(SOLICITUD ESCRITA) Enumera cada línea de los registros que contenga la cadena "building", copiándola completa. Se distinguen mayúsculas y minúsculas.

━━ FRAGMENTOS DE DATOS

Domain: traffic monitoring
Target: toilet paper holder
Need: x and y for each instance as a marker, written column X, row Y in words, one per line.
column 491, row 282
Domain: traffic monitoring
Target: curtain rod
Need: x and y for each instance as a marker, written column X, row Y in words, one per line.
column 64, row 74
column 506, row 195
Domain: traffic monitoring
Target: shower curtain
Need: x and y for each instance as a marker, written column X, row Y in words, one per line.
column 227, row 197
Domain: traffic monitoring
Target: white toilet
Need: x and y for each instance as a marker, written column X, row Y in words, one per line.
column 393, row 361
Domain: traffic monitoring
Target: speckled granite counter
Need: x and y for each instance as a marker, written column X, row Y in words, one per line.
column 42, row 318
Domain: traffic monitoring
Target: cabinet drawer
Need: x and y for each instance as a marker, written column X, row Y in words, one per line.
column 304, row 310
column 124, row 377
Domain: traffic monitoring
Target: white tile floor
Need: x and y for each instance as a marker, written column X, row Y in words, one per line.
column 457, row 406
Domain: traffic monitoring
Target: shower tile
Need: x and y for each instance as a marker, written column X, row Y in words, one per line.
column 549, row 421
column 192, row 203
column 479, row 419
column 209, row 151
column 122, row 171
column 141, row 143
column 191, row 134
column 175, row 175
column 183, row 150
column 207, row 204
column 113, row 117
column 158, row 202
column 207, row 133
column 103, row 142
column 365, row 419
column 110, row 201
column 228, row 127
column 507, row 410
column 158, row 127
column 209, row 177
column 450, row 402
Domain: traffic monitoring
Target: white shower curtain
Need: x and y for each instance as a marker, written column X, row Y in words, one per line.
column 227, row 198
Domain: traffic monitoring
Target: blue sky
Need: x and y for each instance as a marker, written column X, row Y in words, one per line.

━━━━
━━ FRAGMENTOS DE DATOS

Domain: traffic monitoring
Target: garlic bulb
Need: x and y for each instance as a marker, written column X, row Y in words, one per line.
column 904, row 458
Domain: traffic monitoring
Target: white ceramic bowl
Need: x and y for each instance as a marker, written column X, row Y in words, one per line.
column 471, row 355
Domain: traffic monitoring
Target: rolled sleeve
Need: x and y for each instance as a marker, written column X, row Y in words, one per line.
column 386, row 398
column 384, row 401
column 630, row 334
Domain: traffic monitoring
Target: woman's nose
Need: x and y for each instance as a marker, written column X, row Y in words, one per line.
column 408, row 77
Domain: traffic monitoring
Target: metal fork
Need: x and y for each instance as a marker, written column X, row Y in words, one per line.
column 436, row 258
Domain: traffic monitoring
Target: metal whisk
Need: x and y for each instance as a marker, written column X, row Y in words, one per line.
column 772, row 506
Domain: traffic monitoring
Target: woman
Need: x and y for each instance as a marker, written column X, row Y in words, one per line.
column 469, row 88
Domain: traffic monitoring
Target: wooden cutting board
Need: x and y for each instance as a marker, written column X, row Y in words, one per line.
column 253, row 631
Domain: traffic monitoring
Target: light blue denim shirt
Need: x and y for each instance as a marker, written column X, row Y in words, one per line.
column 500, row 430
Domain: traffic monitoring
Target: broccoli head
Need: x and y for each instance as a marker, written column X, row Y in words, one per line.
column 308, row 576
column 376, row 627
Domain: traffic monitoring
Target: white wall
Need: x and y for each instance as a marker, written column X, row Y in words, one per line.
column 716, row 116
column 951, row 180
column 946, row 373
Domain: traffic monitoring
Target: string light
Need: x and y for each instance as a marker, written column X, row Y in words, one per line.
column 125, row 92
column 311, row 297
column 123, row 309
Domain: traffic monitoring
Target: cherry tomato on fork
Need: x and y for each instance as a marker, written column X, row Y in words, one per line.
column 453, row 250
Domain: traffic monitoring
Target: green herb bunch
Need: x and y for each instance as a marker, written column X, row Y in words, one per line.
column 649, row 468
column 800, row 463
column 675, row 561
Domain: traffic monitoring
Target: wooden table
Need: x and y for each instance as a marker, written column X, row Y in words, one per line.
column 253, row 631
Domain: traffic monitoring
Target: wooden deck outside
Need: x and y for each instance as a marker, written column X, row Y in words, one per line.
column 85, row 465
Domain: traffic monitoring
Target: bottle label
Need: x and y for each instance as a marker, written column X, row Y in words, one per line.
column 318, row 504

━━━━
━━ FRAGMENTOS DE DATOS

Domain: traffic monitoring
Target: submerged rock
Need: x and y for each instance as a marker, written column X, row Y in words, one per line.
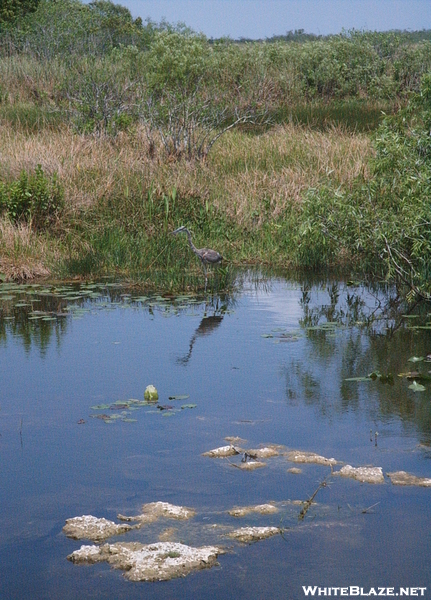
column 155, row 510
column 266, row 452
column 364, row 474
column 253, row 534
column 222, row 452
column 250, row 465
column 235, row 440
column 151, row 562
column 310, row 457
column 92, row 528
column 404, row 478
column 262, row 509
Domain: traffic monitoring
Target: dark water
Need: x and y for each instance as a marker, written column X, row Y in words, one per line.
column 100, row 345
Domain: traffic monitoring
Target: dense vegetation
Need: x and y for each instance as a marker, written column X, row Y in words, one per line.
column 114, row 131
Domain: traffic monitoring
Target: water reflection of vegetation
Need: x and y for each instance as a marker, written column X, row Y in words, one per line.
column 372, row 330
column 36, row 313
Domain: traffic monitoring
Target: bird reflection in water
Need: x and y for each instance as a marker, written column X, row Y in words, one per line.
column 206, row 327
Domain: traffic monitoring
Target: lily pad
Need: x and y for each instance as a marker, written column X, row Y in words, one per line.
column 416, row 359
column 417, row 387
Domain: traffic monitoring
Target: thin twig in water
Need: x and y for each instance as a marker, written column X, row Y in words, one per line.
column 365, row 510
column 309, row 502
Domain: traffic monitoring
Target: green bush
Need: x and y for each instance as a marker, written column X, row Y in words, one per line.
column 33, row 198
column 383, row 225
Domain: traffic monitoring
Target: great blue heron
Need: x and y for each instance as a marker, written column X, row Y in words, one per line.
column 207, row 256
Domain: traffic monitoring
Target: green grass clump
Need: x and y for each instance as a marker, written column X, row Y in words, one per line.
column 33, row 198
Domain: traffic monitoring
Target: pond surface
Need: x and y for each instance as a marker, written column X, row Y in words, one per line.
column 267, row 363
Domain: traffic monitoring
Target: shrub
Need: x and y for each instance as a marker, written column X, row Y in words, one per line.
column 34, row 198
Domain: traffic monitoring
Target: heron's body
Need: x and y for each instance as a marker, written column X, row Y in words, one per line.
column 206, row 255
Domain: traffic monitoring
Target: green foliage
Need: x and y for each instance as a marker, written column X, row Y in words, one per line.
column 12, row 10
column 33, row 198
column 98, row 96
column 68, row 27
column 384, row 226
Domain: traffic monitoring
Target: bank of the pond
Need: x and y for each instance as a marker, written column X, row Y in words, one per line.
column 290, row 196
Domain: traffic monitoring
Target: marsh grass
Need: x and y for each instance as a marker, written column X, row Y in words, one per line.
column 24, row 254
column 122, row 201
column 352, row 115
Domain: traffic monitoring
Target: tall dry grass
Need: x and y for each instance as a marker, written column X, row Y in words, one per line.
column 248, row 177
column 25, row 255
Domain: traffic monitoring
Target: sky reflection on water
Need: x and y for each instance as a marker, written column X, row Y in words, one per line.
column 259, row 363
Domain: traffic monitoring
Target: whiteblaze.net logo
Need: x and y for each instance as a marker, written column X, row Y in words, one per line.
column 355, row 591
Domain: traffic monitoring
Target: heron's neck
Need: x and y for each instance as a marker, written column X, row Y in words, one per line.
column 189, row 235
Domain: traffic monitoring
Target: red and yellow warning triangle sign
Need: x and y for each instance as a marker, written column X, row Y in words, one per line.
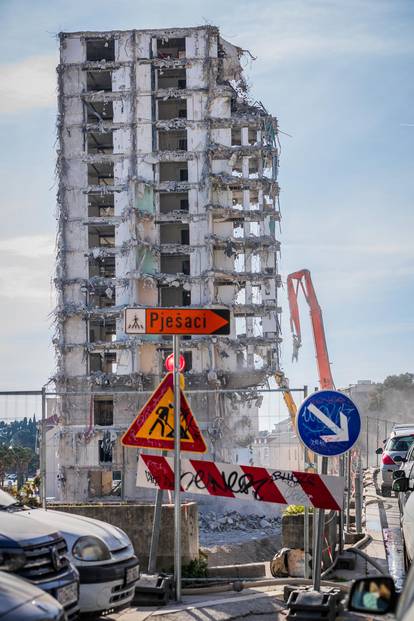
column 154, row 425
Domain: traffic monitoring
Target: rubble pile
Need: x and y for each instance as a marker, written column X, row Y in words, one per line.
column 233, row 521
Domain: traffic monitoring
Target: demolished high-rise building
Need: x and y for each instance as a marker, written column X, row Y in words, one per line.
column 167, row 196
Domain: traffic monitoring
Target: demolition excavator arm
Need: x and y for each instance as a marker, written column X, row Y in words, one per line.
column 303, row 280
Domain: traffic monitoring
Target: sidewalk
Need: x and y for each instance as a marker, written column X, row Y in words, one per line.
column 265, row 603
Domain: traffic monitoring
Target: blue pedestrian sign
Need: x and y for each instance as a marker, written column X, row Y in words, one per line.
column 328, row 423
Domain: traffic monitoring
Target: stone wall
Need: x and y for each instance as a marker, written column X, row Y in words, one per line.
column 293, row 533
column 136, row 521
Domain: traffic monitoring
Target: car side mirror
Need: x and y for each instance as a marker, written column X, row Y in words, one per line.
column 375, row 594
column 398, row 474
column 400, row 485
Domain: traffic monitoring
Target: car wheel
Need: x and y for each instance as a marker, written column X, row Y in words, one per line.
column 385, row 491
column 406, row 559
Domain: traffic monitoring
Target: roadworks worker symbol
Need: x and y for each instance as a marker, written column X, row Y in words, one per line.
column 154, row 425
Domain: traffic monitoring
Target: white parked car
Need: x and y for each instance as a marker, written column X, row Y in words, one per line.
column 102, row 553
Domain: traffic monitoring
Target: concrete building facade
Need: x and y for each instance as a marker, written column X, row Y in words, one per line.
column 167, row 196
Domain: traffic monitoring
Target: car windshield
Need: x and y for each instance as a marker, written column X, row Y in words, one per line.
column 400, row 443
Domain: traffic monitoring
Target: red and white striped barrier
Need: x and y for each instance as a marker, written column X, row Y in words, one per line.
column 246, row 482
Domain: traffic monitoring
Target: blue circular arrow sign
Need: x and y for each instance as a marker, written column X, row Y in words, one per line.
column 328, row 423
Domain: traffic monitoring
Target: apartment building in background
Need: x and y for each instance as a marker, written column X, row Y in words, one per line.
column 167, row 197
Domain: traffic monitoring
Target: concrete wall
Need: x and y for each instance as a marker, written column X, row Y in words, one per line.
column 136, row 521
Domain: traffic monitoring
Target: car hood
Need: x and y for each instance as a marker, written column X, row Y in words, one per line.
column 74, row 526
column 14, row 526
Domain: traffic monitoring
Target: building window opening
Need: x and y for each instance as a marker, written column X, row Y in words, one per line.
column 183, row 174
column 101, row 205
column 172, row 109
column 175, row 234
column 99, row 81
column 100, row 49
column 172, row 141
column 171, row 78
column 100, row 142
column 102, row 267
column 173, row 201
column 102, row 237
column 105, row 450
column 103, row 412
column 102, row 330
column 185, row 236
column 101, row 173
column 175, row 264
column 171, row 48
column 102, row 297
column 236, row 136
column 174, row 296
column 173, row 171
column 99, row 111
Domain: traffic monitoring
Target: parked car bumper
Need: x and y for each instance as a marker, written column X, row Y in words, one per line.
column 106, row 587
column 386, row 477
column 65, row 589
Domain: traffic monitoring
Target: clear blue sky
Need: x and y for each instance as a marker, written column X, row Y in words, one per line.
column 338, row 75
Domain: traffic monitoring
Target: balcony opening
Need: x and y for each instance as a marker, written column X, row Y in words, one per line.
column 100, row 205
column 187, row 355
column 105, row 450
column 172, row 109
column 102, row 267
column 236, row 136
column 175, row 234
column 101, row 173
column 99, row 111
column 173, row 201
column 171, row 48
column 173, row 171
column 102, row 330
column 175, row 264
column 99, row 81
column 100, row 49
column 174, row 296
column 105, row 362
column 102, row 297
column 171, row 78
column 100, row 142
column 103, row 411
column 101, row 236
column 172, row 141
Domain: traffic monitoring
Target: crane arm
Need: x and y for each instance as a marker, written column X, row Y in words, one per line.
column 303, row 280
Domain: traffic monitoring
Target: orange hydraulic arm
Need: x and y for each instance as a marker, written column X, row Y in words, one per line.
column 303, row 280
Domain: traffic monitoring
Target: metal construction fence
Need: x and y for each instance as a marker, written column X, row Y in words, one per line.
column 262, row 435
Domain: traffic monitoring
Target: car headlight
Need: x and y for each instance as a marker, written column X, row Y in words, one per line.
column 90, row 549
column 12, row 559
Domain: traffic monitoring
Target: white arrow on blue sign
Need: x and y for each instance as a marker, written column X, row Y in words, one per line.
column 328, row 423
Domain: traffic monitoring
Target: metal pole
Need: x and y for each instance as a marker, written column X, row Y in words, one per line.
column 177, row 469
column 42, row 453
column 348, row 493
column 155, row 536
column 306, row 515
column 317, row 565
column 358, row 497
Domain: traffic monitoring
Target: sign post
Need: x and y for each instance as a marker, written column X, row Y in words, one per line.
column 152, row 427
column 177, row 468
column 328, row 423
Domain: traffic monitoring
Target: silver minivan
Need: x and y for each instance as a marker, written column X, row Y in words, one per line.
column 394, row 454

━━━━

(TAREA RESUELTA)
Target: demolished high-rise building
Target: concrete building facade
Target: apartment building in background
Target: building window opening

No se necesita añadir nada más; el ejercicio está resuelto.